(Records from a data collection)
+ + + + + + +
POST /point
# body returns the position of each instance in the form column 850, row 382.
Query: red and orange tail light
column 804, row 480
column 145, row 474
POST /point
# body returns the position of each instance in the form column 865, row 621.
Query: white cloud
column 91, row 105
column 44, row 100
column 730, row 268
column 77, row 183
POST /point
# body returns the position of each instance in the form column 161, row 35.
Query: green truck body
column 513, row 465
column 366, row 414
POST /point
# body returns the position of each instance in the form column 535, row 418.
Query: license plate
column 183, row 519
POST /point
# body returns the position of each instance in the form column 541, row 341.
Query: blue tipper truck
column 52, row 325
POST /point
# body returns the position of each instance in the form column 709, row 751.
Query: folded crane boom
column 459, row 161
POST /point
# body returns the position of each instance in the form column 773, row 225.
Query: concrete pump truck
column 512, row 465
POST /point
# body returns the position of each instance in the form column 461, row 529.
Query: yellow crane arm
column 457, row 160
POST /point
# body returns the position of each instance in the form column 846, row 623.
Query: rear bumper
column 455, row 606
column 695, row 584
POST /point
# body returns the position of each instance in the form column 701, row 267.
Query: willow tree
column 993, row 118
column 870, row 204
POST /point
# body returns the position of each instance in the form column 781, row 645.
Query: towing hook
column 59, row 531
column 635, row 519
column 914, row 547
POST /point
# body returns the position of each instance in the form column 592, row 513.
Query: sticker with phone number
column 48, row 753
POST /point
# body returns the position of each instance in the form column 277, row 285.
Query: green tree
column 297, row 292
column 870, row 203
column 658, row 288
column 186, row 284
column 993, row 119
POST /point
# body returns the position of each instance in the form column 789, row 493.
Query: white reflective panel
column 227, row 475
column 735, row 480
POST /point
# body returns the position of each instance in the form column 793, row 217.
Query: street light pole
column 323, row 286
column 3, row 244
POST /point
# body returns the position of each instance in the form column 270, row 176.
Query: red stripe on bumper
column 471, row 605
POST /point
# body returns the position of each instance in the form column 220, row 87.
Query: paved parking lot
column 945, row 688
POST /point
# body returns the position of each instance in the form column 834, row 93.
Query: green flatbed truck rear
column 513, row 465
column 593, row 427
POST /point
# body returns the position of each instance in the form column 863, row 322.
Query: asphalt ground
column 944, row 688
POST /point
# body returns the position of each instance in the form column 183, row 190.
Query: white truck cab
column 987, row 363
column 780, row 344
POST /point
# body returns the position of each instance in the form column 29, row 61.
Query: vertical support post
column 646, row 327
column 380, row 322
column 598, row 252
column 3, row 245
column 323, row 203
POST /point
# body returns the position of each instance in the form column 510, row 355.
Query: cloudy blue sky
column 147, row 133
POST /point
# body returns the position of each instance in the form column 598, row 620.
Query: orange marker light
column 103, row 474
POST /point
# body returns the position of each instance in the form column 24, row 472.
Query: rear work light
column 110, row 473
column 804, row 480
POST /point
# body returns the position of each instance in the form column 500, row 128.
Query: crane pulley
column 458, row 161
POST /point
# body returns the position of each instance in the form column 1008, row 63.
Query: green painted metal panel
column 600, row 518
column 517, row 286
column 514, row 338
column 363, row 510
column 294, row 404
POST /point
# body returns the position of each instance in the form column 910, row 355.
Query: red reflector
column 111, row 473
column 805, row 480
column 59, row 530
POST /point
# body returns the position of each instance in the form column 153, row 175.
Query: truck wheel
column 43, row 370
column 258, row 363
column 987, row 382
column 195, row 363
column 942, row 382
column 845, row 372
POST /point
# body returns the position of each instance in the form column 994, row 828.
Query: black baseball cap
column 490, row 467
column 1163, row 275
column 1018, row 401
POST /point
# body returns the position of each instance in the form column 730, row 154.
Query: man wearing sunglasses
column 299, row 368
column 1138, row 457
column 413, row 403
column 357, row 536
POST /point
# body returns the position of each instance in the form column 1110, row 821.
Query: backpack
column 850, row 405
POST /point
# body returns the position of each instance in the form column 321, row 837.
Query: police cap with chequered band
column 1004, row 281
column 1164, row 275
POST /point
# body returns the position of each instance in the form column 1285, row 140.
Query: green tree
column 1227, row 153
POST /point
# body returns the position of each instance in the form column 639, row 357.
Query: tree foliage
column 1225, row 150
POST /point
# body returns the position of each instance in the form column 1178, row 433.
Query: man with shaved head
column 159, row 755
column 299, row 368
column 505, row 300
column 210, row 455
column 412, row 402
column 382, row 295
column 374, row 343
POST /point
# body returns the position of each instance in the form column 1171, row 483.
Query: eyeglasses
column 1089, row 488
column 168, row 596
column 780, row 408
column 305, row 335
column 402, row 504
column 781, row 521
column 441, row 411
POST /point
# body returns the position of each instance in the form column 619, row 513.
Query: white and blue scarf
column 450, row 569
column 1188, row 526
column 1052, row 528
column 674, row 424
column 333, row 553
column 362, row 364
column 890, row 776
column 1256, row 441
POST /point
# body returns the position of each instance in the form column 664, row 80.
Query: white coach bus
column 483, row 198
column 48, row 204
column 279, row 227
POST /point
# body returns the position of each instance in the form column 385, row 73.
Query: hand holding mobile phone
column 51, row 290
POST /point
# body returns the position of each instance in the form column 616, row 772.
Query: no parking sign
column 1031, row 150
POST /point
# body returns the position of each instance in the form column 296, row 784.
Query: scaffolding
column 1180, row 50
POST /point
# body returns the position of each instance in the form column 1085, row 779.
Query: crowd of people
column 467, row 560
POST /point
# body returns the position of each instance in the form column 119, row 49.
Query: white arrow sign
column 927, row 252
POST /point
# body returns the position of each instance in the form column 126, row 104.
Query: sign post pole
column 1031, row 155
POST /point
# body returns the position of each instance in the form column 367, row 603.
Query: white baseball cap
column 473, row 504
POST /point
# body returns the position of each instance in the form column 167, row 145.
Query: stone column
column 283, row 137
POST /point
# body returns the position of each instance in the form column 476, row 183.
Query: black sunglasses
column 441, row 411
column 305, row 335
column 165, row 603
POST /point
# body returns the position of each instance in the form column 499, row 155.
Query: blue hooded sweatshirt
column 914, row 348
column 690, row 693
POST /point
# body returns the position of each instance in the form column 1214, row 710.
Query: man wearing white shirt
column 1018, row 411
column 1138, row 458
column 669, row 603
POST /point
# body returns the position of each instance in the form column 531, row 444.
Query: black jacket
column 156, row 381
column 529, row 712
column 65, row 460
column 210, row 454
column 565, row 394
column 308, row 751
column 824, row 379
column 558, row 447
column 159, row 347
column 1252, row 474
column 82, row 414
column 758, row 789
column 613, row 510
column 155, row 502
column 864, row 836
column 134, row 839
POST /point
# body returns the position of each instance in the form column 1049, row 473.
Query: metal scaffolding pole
+ + + + + + +
**Exercise details**:
The records above should be repeated word for word.

**Solution to this problem**:
POST /point
# body returns the position of each instance in the form column 850, row 382.
Query: red and orange tail light
column 804, row 480
column 145, row 474
POST /point
# body returns the position of each instance in the form column 865, row 621.
Query: white cloud
column 91, row 105
column 44, row 100
column 730, row 268
column 77, row 183
POST /point
# body returns the position of each instance in the form column 161, row 35.
Query: green truck body
column 513, row 465
column 366, row 414
POST /point
# body returns the position of each instance in the form column 535, row 418.
Query: license plate
column 183, row 519
POST /point
# body returns the position of each instance in the form column 541, row 341.
Query: blue tipper truck
column 52, row 325
POST /point
# body returns the position of each instance in the form column 709, row 751.
Query: folded crane boom
column 459, row 161
POST /point
# body returns the position of each instance in the form column 773, row 225.
Query: concrete pump truck
column 512, row 465
POST /point
# body returns the position of each instance in the form column 461, row 529.
Query: yellow crane arm
column 457, row 160
POST /point
# body returns the position of each instance in the form column 846, row 623.
Query: rear bumper
column 455, row 606
column 695, row 584
POST /point
# body returns the position of each instance in the form column 701, row 267.
Query: willow tree
column 993, row 118
column 870, row 204
POST /point
# body returns the position of each instance in the form column 781, row 645.
Query: towing hook
column 59, row 531
column 635, row 519
column 914, row 547
POST /point
# body returns the position of each instance in the form column 592, row 513.
Query: sticker with phone number
column 48, row 753
POST /point
# body returns the position of each instance in the form column 277, row 285.
Query: green tree
column 297, row 292
column 870, row 203
column 658, row 288
column 186, row 284
column 993, row 119
POST /point
# body returns the position of each instance in the form column 789, row 493.
Query: white reflective panel
column 227, row 475
column 735, row 480
POST /point
# body returns the position of each instance in the form column 793, row 217.
Query: street light pole
column 323, row 286
column 3, row 244
POST /point
# body returns the position of each instance in the form column 270, row 176.
Query: red stripe on bumper
column 471, row 605
POST /point
# body returns the position of each instance in the form column 220, row 87.
Query: paved parking lot
column 945, row 688
POST /point
# body returns the position of each instance in the form column 834, row 93.
Query: green flatbed truck rear
column 513, row 465
column 593, row 427
POST /point
# body returns the position of each instance in the form column 863, row 322.
Query: asphalt ground
column 944, row 688
POST /point
# body returns the position of each instance in the form column 183, row 190.
Query: white truck cab
column 987, row 363
column 780, row 344
POST /point
# body returns the position of each instance in the form column 29, row 61.
Query: vertical support post
column 646, row 327
column 380, row 322
column 598, row 252
column 3, row 245
column 323, row 203
POST /point
# body returns the position of each instance in the form column 510, row 355.
Query: cloudy blue sky
column 147, row 133
POST /point
# body returns the position of each instance in the form column 598, row 620.
Query: orange marker light
column 103, row 474
POST /point
# body returns the position of each instance in the form column 24, row 472.
Query: rear work light
column 110, row 473
column 804, row 480
POST /point
# body returns the position of each instance in the form column 500, row 128.
Query: crane pulley
column 458, row 161
POST /point
# body returns the position of each instance in the form column 1008, row 63.
Query: green painted metal panel
column 600, row 518
column 517, row 286
column 514, row 338
column 363, row 510
column 294, row 404
POST /point
# body returns the position of each instance in the form column 910, row 355.
Query: red reflector
column 111, row 473
column 805, row 480
column 59, row 530
POST /point
# body returns the position of each instance in the form column 153, row 175.
Query: truck wheel
column 43, row 370
column 258, row 363
column 987, row 382
column 195, row 363
column 942, row 382
column 845, row 372
POST /point
# body returns the position of each instance in the form column 994, row 828.
Query: black baseball cap
column 490, row 467
column 1163, row 275
column 1018, row 401
POST /point
# body returns the position of each instance in the form column 730, row 154.
Query: man wearing sunglasses
column 299, row 368
column 1138, row 457
column 413, row 403
column 357, row 536
POST /point
# body returns the position of each instance in the form column 1110, row 821.
Query: backpack
column 850, row 405
POST /point
# body returns the position of each instance in the form column 321, row 837.
Query: police cap with chequered band
column 1004, row 281
column 1164, row 275
POST /point
# body returns the position of each instance in the form column 1285, row 140.
Query: green tree
column 1227, row 153
POST /point
# body returns the position of each instance in the form column 639, row 357.
Query: tree foliage
column 1225, row 150
POST /point
# body returns the position of each instance in the form column 1178, row 433.
Query: man with shaved head
column 159, row 755
column 299, row 368
column 505, row 300
column 210, row 455
column 412, row 402
column 382, row 295
column 374, row 343
POST /point
# body returns the position of each instance in the form column 1171, row 483.
Query: eyeglasses
column 1089, row 488
column 168, row 596
column 780, row 408
column 305, row 335
column 402, row 504
column 781, row 521
column 441, row 411
POST /point
# body returns the position of each instance in the form column 619, row 513.
Query: white and blue scarf
column 450, row 569
column 1188, row 526
column 1052, row 528
column 674, row 424
column 333, row 553
column 362, row 364
column 890, row 776
column 1256, row 441
POST /point
# body returns the position of each instance in the form column 664, row 80.
Query: white coach bus
column 483, row 198
column 48, row 204
column 279, row 227
POST /point
# body returns the position of each instance in the form column 385, row 73.
Query: hand holding mobile phone
column 51, row 290
POST /point
# body returns the position of each instance in the form column 616, row 772.
Query: no parking sign
column 1031, row 150
POST /point
# body returns the position of each instance in the form column 296, row 784.
Query: scaffolding
column 1180, row 50
POST /point
# body returns the position of each instance in the form column 1085, row 779.
Query: crowd of people
column 467, row 560
POST /point
# body returns the position of each instance in the form column 119, row 49.
Query: white arrow sign
column 927, row 252
POST /point
# body returns the position of each instance in the form column 126, row 104.
Query: sign post pole
column 1031, row 155
POST /point
# body returns the position of each instance in the form column 367, row 603.
Query: white baseball cap
column 473, row 504
POST /point
# body returns the position of each instance in the form column 167, row 145.
Query: stone column
column 283, row 137
POST /point
# body returns the position of each instance in the form column 476, row 183.
Query: black sunglasses
column 441, row 411
column 305, row 335
column 165, row 603
POST /point
# body returns the position of each instance in the form column 499, row 155.
Query: blue hooded sweatshirt
column 914, row 348
column 690, row 693
POST /point
# body returns the position of each instance in the form column 1214, row 710.
Query: man wearing white shirt
column 1018, row 411
column 1138, row 458
column 669, row 603
POST /point
# body returns the position of each instance in the form column 531, row 444.
Query: black jacket
column 156, row 381
column 529, row 712
column 65, row 460
column 210, row 454
column 565, row 394
column 308, row 751
column 824, row 379
column 558, row 447
column 159, row 347
column 1252, row 474
column 82, row 414
column 758, row 789
column 613, row 510
column 155, row 502
column 864, row 836
column 134, row 839
POST /point
# body returns the position of each instance in the form column 1049, row 473.
Query: metal scaffolding pole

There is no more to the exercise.